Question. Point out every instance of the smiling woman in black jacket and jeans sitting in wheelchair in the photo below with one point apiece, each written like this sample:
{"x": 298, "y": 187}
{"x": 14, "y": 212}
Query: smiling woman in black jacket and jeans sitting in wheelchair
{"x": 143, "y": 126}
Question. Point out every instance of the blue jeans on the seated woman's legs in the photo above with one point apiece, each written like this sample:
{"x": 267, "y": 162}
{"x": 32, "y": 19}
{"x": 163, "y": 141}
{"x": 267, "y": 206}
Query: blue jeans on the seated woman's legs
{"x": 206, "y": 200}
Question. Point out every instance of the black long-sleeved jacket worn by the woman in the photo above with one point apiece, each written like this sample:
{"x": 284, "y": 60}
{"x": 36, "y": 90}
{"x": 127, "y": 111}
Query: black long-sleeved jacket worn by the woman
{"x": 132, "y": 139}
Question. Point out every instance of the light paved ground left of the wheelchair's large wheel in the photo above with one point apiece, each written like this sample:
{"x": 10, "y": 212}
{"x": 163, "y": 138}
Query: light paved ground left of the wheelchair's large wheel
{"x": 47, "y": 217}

#####

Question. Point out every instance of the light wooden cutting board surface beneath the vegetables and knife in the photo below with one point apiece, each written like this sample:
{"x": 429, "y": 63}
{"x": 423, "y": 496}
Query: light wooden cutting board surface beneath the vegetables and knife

#####

What you need to do:
Could you copy every line from the records that mentions the word "written"?

Task response:
Question. Point out every instance of the smiling woman in black jacket and jeans sitting in wheelchair in the photo below with one point apiece, each written like this sample:
Question. Point out every instance of the blue jeans on the seated woman's legs in the photo above with one point apiece, each written like this sample:
Question. Point out every instance of the black long-sleeved jacket worn by the woman in the photo above with one point apiece, each written like this sample:
Question. Point out every instance of the light paved ground left of the wheelchair's large wheel in the photo above with one point apiece, each written like this sample:
Question. Point out every instance of the light wooden cutting board surface beneath the vegetables and knife in the photo below with one point apiece, each written like this sample:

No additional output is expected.